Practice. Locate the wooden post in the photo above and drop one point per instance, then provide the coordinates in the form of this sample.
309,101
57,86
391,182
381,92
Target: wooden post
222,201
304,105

- - - - -

#### WORK TO COMPLETE
Restate every record verbatim.

#### YOUR RESPONSE
Practice. Locate the wooden post in the photo above and drop one point per instance, then provide the coordinates in the form of this sample.
309,101
57,86
391,182
381,92
Target: wooden post
222,201
304,105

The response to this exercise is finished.